Segment Open
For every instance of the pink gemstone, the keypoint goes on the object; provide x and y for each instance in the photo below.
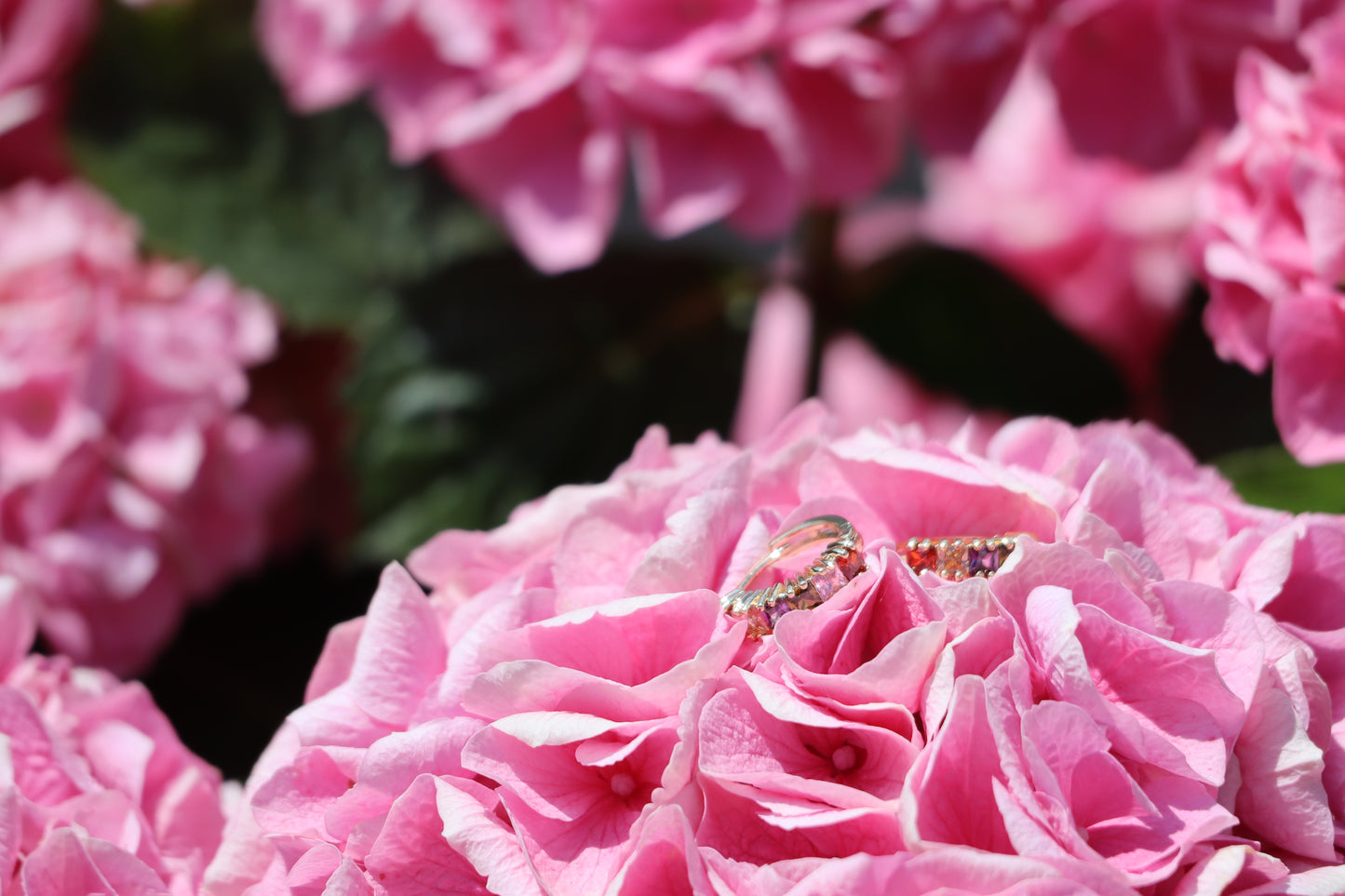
(826, 584)
(806, 599)
(759, 623)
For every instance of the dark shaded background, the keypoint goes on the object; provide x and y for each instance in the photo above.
(447, 381)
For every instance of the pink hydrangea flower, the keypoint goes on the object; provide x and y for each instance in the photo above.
(1143, 699)
(130, 482)
(39, 41)
(97, 794)
(1137, 80)
(733, 109)
(1097, 240)
(1271, 240)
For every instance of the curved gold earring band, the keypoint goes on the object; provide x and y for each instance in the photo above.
(841, 561)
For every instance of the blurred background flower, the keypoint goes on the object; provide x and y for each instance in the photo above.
(132, 480)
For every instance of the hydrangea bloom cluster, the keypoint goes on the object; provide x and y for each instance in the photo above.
(1138, 80)
(1097, 240)
(1146, 697)
(731, 109)
(1271, 240)
(38, 42)
(97, 794)
(132, 482)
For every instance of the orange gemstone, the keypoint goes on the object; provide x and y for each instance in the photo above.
(919, 558)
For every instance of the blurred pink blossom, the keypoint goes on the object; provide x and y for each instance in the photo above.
(39, 41)
(732, 109)
(97, 794)
(130, 482)
(569, 712)
(1099, 241)
(1141, 81)
(1271, 240)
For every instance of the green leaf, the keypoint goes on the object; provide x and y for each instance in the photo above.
(1270, 476)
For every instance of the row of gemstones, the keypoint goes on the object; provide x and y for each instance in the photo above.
(837, 566)
(957, 558)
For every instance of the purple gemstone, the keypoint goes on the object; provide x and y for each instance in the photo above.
(806, 599)
(775, 611)
(850, 564)
(826, 584)
(982, 560)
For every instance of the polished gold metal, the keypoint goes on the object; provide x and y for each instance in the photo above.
(838, 563)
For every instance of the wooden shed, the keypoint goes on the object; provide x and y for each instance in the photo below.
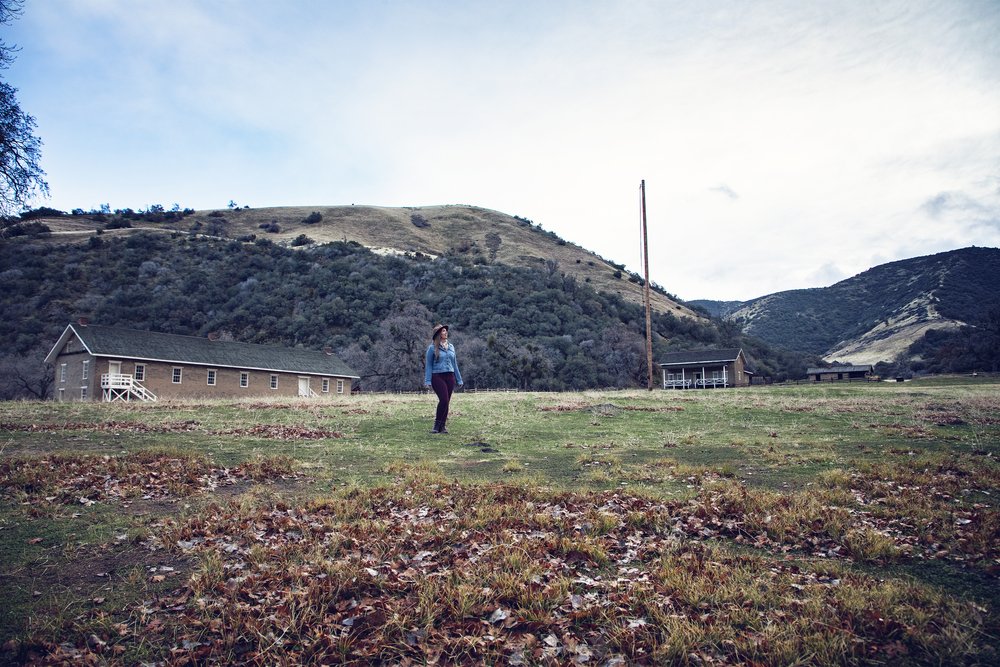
(103, 363)
(705, 369)
(840, 373)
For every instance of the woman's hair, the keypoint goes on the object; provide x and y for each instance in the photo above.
(436, 341)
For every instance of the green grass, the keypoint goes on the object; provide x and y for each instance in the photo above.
(724, 516)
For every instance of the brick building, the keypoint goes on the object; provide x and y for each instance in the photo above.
(102, 363)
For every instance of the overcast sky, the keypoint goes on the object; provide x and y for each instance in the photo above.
(783, 144)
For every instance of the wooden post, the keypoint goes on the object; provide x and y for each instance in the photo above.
(645, 263)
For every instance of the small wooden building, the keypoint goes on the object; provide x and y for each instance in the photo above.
(705, 369)
(840, 373)
(102, 363)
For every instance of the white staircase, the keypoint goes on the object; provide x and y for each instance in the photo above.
(120, 387)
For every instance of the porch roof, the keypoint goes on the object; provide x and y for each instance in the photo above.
(700, 357)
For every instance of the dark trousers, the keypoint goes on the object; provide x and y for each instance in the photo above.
(444, 386)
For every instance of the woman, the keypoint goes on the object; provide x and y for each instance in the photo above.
(441, 372)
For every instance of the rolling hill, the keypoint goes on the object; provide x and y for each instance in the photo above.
(531, 310)
(469, 231)
(878, 314)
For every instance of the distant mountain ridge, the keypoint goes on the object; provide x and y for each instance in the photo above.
(875, 315)
(472, 232)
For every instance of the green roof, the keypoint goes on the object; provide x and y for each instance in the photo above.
(104, 341)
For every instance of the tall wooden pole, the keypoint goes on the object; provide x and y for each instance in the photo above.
(645, 263)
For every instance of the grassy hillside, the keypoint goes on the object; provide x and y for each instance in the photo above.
(528, 327)
(850, 524)
(878, 314)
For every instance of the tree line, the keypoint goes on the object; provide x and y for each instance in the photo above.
(531, 329)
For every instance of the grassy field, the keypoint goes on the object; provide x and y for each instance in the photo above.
(849, 524)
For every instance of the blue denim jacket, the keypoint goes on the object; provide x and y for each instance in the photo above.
(446, 362)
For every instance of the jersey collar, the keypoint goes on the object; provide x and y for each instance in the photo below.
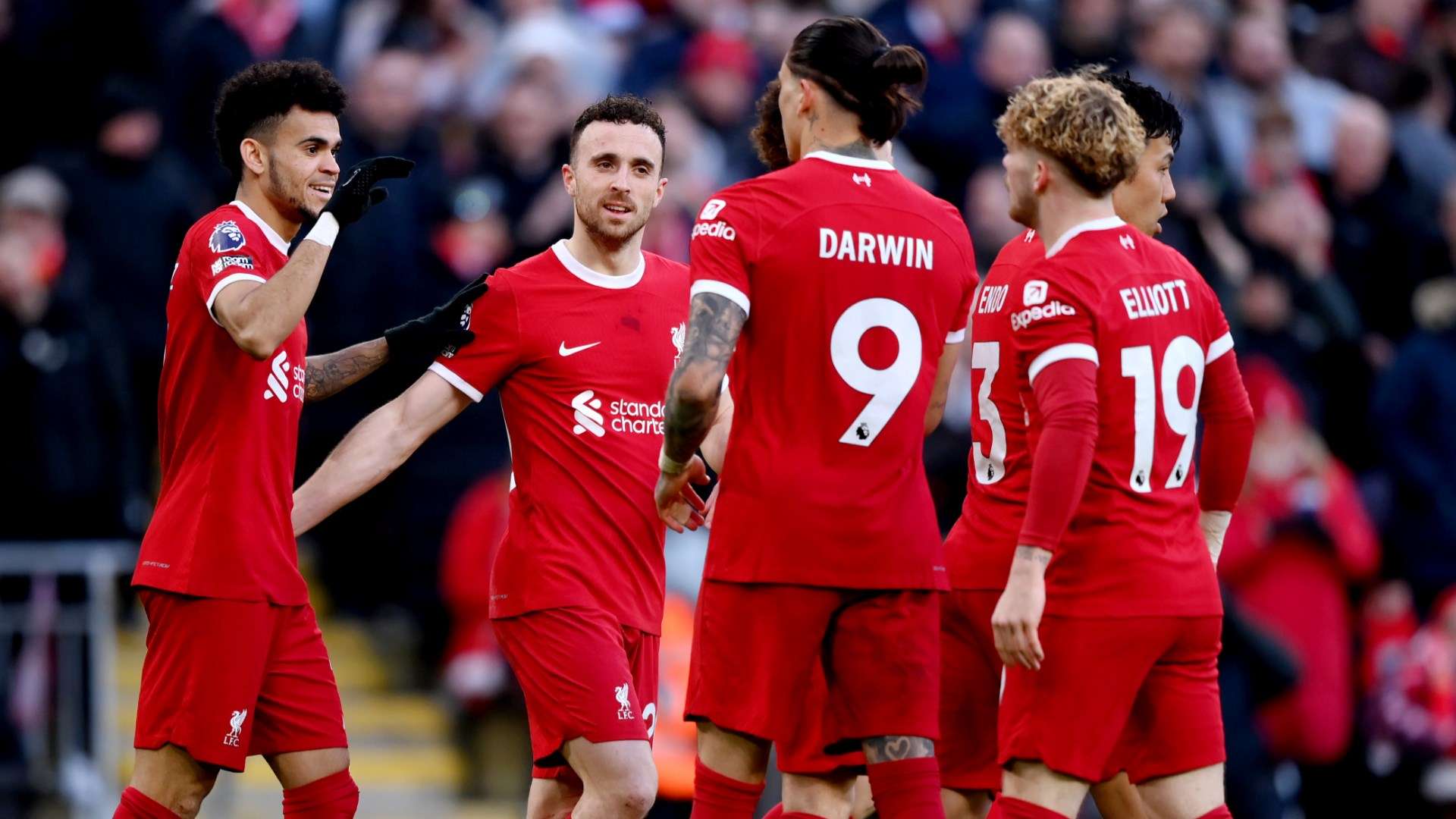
Segment Closed
» Task details:
Print the listing word for word, but omit the pictures.

» Expected answer:
For every instance of the pink gemstone, the keypoint goes on the object; provide x and y for each instance in the photo below.
(826, 584)
(806, 599)
(759, 623)
For every instance of the dark shaded background, the keypoint goes on the object; provide x and y for each instance in the photo above.
(447, 381)
For every instance of the pink hydrangea flower, the keypoint goes on the object; provide x and y for each instance in the photo above.
(1143, 699)
(130, 482)
(39, 41)
(97, 794)
(1137, 80)
(733, 109)
(1097, 240)
(1271, 240)
For every instance of the curved gold earring band, the keypoint goes on the object; provide x and y for each instance in the photo above.
(841, 561)
For every instance of the blurred background flower, the keypoint goes on the object; provide x and y for each instance in the photo above.
(132, 480)
For every instance of the hydrangea bloom cluster, the keypoint goes on the object; provide x and y for each instance in the photo above.
(1138, 80)
(1097, 240)
(1146, 697)
(731, 109)
(1271, 240)
(38, 42)
(97, 794)
(132, 482)
For every instance of the orange gemstone, the keypoint goes on the object; provide x and y for each instance in the photo above.
(919, 558)
For every instance of the blurred pink blossom, the keypoint goes on the object; provide x and y for each instance in the photo above.
(39, 41)
(732, 109)
(97, 794)
(130, 482)
(569, 712)
(1099, 241)
(1141, 81)
(1271, 240)
For every instance of the green leaf, the keypoint goes on the object; provide x and y for each instance in the photo above.
(1270, 476)
For every instance of the row of gemstones, the keypoint goes on the object; provide x and y for each instance in the photo above.
(837, 566)
(957, 558)
For every instance of the purple gemstone, the keypoint goes on the object; provide x and y for each instance in the photo above.
(806, 599)
(775, 611)
(850, 564)
(826, 584)
(982, 560)
For every instance of the polished gold metal, the keypoint goes on the object; provide x and y for each instance in the photo above.
(838, 563)
For every instance of the wooden shed, the keypoint goes on the object; provide x and y for each instance in the photo below.
(103, 363)
(705, 369)
(840, 373)
For every instance of the woman's hair, the keypoint goes on the object; provide x and y for each instance in the photo above.
(436, 341)
For every instance of the green grass, the keypoint goes on the object; provide x and y for each instance in the photo above.
(724, 516)
For every instance of the brick building, the keypoint goes on the object; provide x and y for each instance in the photo above.
(102, 363)
For every instance of the overcast sky, the keypoint goes on the object; provide x and y for each instance in the photo above.
(783, 144)
For every instance of the wooden post, the keypoint goes on the object; provide x and y for each instance in the photo above.
(645, 263)
For every instance of the small wooden building, the keypoint goes on the object; provide x and y for each instance in the photo above.
(705, 369)
(840, 373)
(102, 363)
For every instance of the white staircase, the keypoint goes on the object; provide x and y for each instance in the photo above.
(120, 387)
For every instance of the porch roof, the keypoint goes on the object; provide x and y for each instance in the photo above.
(700, 357)
For every instance of the dark trousers, the keypoint goes on the object; provide x and y for each instance in the photo above.
(444, 386)
For every instance of the woman, the keypoint goes on the object; provide x and y for each instance in the photo above.
(441, 372)
For every instance of the rolling hill, the keypoint goes on the object; provide x and y for each instance in the photo above.
(531, 310)
(469, 231)
(878, 314)
For every instance of the distant mountain ridge, the keypoint goes on the object; provide x and y for each instance in the photo above.
(875, 315)
(472, 232)
For every instance of the green roof, the keypoint goes on the object; provide x and y for each instance in the photo above.
(104, 341)
For every instance of the tall wooden pole, the keypoint goes on the object; provide x and y for each instance in the photo above.
(645, 263)
For every instance of the grassy hillside, the keypoint goes on the object; provide x and y for each instance in the photo above.
(528, 327)
(850, 524)
(878, 314)
For every instance of the tree line, the keypoint goes on the object; provide x and y for each instance in the photo above.
(531, 329)
For every instance of the grassy field, the keypoint goes on the object; provide x and y for each instance in the photo above.
(849, 524)
For every instance of the blue denim jacket, the keypoint goes on the object; provide x and y for each instance in the photo above.
(446, 362)
For every instance of the jersey collar, the keypoint goes on the object; provide x and y for each instance in the photo below.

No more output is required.